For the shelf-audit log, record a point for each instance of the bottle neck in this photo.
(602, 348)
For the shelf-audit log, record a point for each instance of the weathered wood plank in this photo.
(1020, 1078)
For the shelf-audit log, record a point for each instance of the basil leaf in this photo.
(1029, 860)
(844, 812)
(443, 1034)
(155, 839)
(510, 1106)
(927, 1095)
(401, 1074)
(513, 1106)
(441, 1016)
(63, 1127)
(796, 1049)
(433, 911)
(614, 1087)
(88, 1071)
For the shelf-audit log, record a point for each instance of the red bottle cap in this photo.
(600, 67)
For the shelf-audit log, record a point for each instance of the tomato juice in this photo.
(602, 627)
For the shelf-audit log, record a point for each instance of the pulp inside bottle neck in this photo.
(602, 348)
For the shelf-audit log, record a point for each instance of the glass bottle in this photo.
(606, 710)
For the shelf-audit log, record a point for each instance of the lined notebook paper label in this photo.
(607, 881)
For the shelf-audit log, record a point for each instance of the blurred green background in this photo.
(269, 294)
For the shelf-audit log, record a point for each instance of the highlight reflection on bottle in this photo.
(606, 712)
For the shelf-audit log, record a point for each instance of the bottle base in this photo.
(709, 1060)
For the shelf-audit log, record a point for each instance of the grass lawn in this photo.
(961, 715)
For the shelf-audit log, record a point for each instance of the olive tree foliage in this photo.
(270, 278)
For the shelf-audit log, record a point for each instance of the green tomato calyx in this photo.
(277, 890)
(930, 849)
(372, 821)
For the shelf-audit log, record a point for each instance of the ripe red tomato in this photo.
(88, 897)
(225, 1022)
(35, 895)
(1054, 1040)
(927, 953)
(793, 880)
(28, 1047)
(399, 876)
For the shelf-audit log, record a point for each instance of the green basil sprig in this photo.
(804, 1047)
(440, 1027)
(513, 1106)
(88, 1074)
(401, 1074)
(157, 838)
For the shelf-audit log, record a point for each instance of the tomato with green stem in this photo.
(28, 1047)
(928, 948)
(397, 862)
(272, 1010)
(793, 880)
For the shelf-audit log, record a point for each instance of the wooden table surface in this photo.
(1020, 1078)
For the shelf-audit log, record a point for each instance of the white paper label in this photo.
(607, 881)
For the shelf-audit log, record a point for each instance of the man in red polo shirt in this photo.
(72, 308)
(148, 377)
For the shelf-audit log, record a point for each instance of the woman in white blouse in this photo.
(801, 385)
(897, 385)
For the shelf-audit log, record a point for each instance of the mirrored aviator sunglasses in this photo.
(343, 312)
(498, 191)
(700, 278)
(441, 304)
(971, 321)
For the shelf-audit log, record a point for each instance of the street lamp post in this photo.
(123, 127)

WORK REQUIRED
Take the line holding "sprig in this photo." and all lines after it through the end of the data, and set them down exactly.

FINAL ANSWER
For the shelf-audit log, record a point for each instance of the green basil sprig in this photo.
(804, 1047)
(440, 1027)
(513, 1106)
(88, 1074)
(401, 1074)
(157, 838)
For the shelf-audit log, record a point for each instance of the tomato with green stem in this photo.
(28, 1047)
(928, 948)
(397, 862)
(272, 1010)
(793, 880)
For the shelf-audit log, record a point for each instance of the wooden table surface in this photo.
(1020, 1078)
For the shelf-audit log, record a point for each instance of the white paper label in this photo.
(607, 881)
For the shelf-audit log, record a point for each instance of the man in red polo shirt in this photo.
(72, 308)
(148, 377)
For the shelf-audit log, record a point for each instance of the woman in white blouse in this photo.
(801, 385)
(897, 385)
For the shelf-audit log, record a point for each instance of the mirrored aviator sunglasses in this photo.
(343, 312)
(498, 191)
(700, 278)
(441, 304)
(971, 321)
For the shelf-audit log, record a point for each instance of the street lamp post in this photo.
(123, 127)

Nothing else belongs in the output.